PROBLEM REQUIREMENTS:
Please find each line in the items below that contains the word "wall" and copy those lines out. Case counts, so a match must use the same capitals and lowercase letters.

SOURCE RECORDS:
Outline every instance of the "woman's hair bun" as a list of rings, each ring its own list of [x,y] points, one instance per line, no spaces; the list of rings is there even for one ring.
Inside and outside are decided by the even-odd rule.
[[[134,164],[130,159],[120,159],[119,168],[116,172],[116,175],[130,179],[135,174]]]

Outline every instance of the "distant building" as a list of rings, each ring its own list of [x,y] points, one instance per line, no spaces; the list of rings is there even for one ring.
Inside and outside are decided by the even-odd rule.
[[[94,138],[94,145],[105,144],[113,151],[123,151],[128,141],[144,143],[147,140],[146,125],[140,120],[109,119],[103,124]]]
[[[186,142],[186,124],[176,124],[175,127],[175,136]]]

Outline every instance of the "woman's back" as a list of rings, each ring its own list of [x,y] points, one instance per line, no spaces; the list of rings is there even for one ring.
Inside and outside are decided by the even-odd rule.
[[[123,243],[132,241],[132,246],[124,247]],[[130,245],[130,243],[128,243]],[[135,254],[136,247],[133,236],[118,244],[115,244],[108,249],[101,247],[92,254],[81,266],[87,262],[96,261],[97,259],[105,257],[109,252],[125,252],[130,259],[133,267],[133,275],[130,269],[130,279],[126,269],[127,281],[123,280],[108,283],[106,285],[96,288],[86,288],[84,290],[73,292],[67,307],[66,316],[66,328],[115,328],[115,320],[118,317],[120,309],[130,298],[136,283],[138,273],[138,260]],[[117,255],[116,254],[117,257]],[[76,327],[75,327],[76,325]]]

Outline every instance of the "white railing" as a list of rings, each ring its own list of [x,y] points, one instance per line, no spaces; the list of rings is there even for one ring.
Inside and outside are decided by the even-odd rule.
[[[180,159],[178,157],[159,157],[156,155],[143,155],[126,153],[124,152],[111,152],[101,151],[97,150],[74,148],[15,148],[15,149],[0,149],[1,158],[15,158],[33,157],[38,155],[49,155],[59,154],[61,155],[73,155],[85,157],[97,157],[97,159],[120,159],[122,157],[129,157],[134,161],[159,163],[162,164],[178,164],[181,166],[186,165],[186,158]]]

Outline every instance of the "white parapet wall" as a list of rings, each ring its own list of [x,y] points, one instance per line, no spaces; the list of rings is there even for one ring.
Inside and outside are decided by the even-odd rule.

...

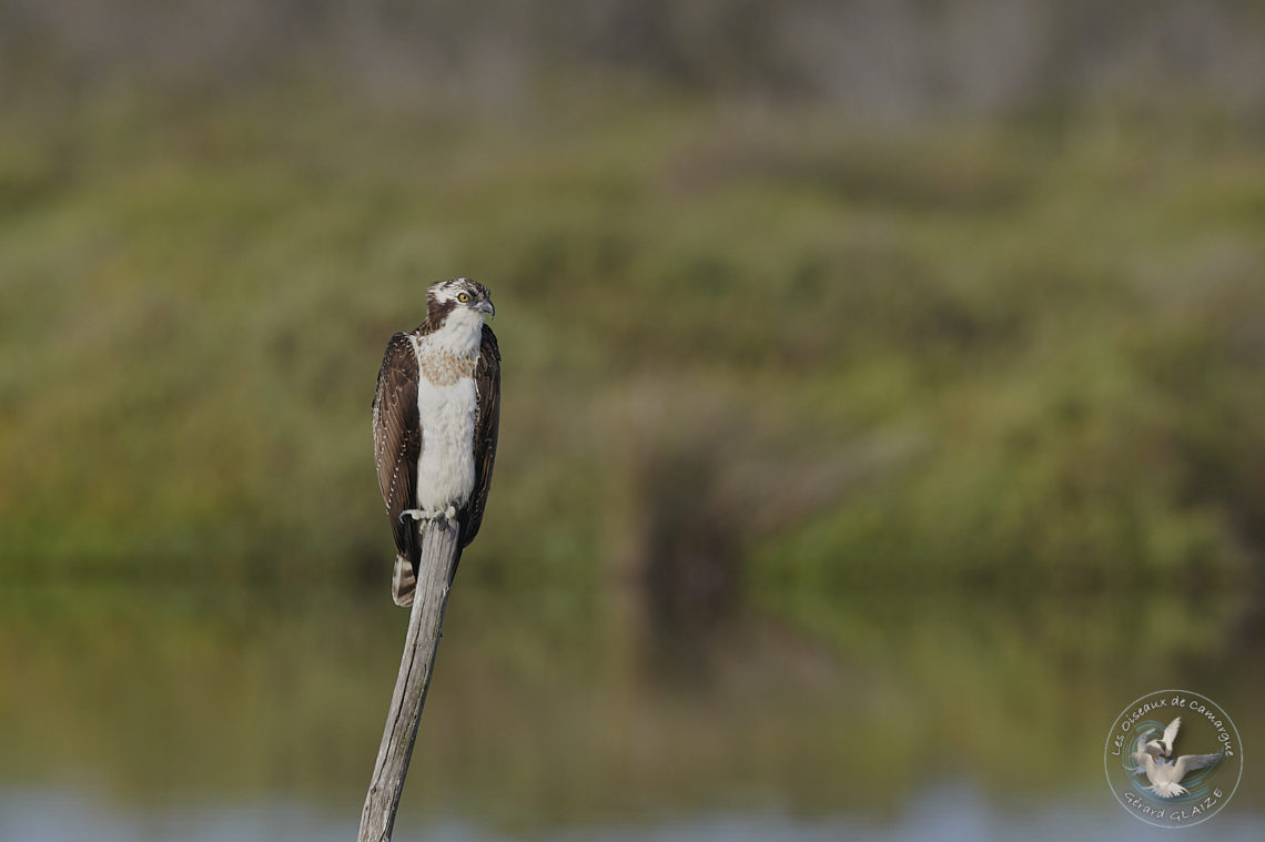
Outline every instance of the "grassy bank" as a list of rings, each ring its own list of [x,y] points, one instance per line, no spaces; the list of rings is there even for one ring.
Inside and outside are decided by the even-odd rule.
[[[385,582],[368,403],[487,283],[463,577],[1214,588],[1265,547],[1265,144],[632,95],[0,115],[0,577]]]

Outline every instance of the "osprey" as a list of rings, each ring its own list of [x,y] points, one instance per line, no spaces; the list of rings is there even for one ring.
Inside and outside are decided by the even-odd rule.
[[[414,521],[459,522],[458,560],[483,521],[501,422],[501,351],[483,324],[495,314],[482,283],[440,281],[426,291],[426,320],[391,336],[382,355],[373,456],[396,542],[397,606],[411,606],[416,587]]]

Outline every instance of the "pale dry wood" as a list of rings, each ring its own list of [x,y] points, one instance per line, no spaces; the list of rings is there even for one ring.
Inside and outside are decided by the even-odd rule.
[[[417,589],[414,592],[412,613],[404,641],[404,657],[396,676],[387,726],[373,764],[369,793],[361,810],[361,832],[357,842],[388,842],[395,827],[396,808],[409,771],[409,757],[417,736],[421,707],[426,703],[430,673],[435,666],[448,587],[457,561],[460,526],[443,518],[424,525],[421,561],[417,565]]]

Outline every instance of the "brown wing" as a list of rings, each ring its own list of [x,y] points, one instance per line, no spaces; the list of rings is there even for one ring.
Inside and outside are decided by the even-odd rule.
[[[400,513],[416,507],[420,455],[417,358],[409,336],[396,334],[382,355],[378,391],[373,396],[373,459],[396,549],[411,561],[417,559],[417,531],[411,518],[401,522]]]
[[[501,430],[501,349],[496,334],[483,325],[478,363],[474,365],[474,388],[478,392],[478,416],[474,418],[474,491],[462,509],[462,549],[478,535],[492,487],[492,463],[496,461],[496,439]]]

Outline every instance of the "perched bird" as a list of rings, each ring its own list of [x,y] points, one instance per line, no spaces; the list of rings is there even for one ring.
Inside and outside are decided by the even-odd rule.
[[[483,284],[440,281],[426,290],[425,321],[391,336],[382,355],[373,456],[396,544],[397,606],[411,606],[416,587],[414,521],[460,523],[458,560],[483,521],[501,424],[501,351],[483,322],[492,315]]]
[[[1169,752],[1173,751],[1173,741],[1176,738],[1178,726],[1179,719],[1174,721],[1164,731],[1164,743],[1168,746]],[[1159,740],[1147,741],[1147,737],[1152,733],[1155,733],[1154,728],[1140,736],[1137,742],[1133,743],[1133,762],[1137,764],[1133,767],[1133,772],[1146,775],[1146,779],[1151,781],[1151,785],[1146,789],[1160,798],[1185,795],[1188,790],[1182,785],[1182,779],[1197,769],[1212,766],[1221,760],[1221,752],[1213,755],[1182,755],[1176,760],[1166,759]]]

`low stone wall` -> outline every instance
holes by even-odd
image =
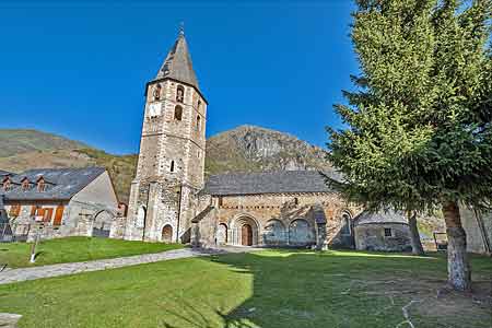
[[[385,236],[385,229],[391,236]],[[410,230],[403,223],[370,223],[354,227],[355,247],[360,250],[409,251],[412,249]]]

* * *

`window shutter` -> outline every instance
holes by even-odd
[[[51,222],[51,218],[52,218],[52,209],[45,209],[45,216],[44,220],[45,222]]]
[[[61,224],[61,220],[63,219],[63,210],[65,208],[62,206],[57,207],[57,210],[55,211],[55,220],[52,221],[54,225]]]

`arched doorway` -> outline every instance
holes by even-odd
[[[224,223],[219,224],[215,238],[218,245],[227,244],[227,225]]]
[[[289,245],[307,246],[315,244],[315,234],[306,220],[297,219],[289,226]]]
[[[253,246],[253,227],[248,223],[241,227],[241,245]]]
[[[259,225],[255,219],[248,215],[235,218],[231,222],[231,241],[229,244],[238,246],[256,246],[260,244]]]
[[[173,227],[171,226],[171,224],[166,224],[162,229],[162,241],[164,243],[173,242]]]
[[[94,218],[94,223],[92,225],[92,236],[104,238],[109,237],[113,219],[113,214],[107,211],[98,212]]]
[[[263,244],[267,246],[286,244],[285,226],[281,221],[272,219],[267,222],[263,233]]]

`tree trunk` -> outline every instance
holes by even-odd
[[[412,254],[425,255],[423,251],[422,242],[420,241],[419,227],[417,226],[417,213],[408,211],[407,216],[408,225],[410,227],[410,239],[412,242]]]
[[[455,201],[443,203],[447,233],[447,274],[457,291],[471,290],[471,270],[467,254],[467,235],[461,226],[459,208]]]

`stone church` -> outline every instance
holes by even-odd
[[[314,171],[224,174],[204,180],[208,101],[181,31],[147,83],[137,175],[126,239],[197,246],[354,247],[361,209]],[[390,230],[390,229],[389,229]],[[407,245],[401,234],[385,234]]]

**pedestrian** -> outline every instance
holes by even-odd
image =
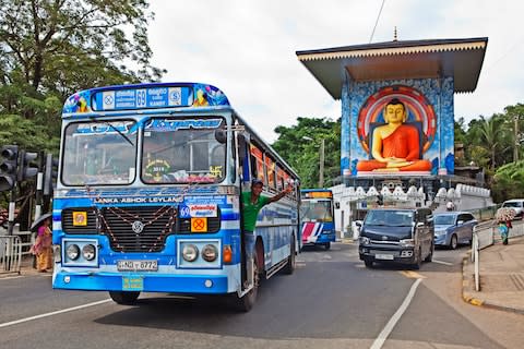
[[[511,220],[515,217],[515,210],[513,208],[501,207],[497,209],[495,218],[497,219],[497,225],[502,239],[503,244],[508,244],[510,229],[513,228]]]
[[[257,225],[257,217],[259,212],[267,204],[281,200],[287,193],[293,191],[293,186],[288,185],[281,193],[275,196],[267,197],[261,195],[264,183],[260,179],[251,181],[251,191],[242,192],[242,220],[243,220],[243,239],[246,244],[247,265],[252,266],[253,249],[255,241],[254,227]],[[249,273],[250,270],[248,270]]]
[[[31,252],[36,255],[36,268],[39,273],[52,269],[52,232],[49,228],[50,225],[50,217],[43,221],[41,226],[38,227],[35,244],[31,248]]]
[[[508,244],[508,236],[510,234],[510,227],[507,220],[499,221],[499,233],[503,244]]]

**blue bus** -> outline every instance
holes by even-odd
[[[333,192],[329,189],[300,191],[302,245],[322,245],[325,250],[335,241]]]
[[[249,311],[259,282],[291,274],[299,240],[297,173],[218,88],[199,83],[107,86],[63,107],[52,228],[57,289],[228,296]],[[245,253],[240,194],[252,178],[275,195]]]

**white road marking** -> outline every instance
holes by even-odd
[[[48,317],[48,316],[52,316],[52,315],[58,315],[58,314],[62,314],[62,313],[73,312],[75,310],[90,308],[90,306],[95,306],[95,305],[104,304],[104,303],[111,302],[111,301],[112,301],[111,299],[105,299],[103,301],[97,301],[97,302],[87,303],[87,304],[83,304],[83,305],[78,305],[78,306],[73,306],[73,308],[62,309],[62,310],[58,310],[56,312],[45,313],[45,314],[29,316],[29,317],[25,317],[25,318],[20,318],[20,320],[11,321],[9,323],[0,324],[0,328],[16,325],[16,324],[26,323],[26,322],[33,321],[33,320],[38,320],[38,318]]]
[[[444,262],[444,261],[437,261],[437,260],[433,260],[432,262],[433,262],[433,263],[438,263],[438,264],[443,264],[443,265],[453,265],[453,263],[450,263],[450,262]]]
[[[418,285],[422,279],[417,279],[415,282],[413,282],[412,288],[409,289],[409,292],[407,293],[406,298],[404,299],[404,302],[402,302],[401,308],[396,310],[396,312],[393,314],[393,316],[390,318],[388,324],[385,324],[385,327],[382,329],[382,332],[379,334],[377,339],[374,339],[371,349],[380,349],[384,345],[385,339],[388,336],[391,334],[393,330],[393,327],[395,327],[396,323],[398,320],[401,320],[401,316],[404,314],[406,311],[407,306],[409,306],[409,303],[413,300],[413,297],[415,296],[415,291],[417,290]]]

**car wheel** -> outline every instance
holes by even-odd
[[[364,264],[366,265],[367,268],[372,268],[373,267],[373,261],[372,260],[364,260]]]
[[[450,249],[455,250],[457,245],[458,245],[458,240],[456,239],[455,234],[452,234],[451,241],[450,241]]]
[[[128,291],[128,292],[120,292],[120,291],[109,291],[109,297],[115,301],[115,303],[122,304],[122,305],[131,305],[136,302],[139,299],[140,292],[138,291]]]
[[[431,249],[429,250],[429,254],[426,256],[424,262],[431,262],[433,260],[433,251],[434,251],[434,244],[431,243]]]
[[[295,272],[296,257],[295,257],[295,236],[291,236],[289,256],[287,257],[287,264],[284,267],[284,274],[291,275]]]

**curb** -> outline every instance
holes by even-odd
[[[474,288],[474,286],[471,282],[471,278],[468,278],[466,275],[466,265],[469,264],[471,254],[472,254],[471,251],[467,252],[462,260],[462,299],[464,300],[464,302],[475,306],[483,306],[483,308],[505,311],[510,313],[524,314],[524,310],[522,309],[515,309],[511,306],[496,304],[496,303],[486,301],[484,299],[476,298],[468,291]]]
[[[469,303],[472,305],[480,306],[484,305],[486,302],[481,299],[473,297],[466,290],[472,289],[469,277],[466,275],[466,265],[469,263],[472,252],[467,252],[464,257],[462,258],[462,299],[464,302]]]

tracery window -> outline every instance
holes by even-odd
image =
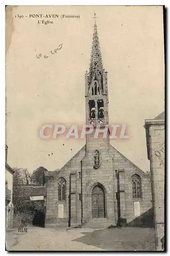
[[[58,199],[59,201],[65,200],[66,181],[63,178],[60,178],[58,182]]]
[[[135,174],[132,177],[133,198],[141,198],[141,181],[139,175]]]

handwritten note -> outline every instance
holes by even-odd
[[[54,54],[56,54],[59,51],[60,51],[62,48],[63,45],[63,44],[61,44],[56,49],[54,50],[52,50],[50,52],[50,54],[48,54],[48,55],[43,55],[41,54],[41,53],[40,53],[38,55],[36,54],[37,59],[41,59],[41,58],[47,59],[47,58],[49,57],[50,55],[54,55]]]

CORRECT ANSWER:
Outline every instance of the "white parapet wall" as a list of rings, each ring its own list of [x,y] points, one instance per line, no spaces; the list of rings is there even for one ring.
`low stone wall` -> outline every instance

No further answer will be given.